Zbyszek 1918 -2017

img_3833A tribute on the day of his funeral

Zbyszek has always been part of my life – he was my father’s best friend, best man at both his weddings, his adviser and supporter, and my Godfather. This was a role he took extremely seriously, never forgetting to sign himself off to me with this title. I would like to say I remember him at my Christening because I was quite old at the time (over two years old), but I don’t. I do however remember him being there when I was learning to walk. I have this vision of him and my father in a park somewhere standing a few feet apart, pushing me gently to take a few steps from one to another.

He and my father were extremely close. They spent some of the war years together at Monte Cassino and afterwards in Rome, and then they ended up in London together. They lived in Chelsea, in beautiful Royal Avenue, until my father decided to get married and my mother moved in. This meant that Zbyszek had to move out – and so began his life of becoming a man of independent means.
He was an extremely hard worker, very thrifty and very wise with his money. He made some good investments and often encouraged my father to do the same.

He worked very hard yet he had time for other passions. While he was still studying in London, he supported himself by playing the violin for a dance band in Hammersmith Palais. This wasn’t necessarily the musical career his parents had hoped for when they sent him to the Poznan Conservatoire before the war, but it was the most charming part of him. I used to love it on Christmas Eve – which he always spent with us – when the moment came for him to take out the violin and play Christmas carols, which we would sing with cacophonous gusto – my grandmother – Zbyszek actually called her Mama, which just goes to show how close he was to us, my father and I. We had terrible voices, so it must have hurt his very musical ears, but he persevered. This tradition went on for many years.

*Supplied information*:
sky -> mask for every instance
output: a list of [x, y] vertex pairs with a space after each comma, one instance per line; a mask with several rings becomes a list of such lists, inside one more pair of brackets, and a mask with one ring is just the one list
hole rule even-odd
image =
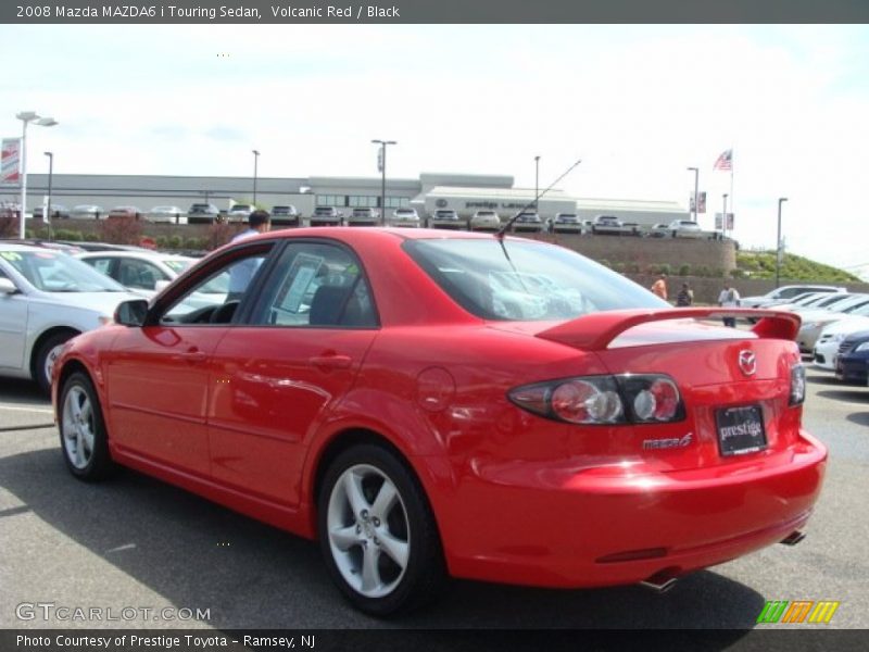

*To be done*:
Answer these from the tribute to Zbyszek:
1. On which street in Chelsea did Zbyszek and the writer's father live?
2. Where did Zbyszek play the violin for a dance band while studying in London?
3. Where did his parents send him before the war?

*Output below*:
1. Royal Avenue
2. Hammersmith Palais
3. The Poznan Conservatoire